**To be done**
(a) According to the leverage trading FAQ below, at what risk ratio does the system automatically trigger a liquidation?
(b) List every numbered heading in the leverage trading FAQ below.

-------- Source passage

1. Trading Fees
Both Maker and Taker will enjoy the same rate at 0.15%
2. How to calculate risk ratio?
Total assets (principal amount + borrowed amount) / (borrowed amount + outstanding interest) * 100
3. Leverage Mode and Liquidation
Currently only position-by-position leverage mode is supported on our platform and once the risk ratio of the leverage account drops to 110%, the system will automatically trigger a liquidation.
4. The maximum loan that a user can apply
The maximum loan that a user can apply = MIN ((net assets equivalent in USDT)*(multiplier of -1) - (borrowed assets), the remaining pool of the underlying token, the maximum loan for a single user e.g. the platform supports a maximum leverage of 3 times, the maximum loan a user can borrow will be 2 times of their principal amount.
Amount that can be transferred to an Exchange Account = Principal amount – Borrowed amount – 2 * unpaid interest (portion greater than 0 can be withdrawn)
5. How is interest calculated?

----------------
-------- Dataset rows

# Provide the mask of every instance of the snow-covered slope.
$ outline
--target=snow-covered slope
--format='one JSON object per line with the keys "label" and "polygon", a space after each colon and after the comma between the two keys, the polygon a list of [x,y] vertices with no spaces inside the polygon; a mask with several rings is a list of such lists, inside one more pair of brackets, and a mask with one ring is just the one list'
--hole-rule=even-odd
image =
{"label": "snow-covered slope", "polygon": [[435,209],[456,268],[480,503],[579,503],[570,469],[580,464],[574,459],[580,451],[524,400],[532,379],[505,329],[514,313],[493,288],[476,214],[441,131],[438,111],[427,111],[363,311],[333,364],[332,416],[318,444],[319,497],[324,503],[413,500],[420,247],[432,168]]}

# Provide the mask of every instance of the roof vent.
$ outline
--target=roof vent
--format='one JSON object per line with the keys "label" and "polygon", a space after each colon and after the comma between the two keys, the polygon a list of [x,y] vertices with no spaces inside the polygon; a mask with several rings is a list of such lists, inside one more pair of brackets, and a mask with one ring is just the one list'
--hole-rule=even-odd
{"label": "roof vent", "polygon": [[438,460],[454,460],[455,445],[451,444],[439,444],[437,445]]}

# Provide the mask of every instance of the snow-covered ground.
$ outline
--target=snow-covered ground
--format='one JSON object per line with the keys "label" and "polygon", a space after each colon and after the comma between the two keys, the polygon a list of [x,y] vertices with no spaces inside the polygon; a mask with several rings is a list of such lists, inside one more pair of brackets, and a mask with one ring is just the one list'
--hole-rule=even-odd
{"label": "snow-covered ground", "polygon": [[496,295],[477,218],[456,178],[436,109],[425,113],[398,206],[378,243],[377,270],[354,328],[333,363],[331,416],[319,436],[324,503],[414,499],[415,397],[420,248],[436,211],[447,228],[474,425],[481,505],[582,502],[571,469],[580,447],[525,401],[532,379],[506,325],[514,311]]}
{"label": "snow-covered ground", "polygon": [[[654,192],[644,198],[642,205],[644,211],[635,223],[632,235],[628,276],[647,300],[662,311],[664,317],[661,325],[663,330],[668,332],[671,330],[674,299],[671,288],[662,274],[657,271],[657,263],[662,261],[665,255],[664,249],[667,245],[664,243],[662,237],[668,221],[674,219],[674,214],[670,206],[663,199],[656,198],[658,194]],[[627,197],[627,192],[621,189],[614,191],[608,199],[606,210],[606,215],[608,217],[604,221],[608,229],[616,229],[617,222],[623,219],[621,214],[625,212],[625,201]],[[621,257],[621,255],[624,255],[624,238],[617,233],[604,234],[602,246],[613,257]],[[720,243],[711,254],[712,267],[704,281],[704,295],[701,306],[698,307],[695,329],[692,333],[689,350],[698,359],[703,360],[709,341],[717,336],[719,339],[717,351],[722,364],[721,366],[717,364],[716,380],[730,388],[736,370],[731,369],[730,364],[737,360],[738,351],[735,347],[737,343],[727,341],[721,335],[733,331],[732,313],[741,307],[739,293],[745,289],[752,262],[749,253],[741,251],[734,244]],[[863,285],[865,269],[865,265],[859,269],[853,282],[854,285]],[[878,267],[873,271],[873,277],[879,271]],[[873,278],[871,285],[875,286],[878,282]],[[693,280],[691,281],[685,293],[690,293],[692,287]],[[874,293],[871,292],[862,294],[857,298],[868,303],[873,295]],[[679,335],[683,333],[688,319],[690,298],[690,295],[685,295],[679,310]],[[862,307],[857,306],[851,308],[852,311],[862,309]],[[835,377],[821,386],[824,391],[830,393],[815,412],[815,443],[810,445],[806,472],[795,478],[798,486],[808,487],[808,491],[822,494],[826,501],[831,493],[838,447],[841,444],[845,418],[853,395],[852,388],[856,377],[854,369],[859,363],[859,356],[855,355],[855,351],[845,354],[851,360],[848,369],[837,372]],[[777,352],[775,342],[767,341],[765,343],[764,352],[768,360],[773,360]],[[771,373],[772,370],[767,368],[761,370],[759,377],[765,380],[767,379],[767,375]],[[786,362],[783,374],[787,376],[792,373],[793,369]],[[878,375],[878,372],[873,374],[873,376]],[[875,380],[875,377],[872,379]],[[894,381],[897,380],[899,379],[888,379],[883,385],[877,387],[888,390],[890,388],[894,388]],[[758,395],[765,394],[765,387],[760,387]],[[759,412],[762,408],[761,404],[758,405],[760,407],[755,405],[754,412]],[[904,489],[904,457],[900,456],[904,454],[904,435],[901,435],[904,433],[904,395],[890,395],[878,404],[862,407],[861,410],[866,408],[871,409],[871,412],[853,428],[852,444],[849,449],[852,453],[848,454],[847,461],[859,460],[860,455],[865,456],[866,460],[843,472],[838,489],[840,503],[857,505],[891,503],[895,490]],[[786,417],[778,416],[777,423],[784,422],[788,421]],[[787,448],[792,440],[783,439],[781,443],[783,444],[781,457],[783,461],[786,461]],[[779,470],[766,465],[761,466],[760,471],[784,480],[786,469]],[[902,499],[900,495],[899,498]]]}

----------------

**Answers**
(a) 110%

(b)
1. Trading Fees
2. How to calculate risk ratio?
3. Leverage Mode and Liquidation
4. The maximum loan that a user can apply
5. How is interest calculated?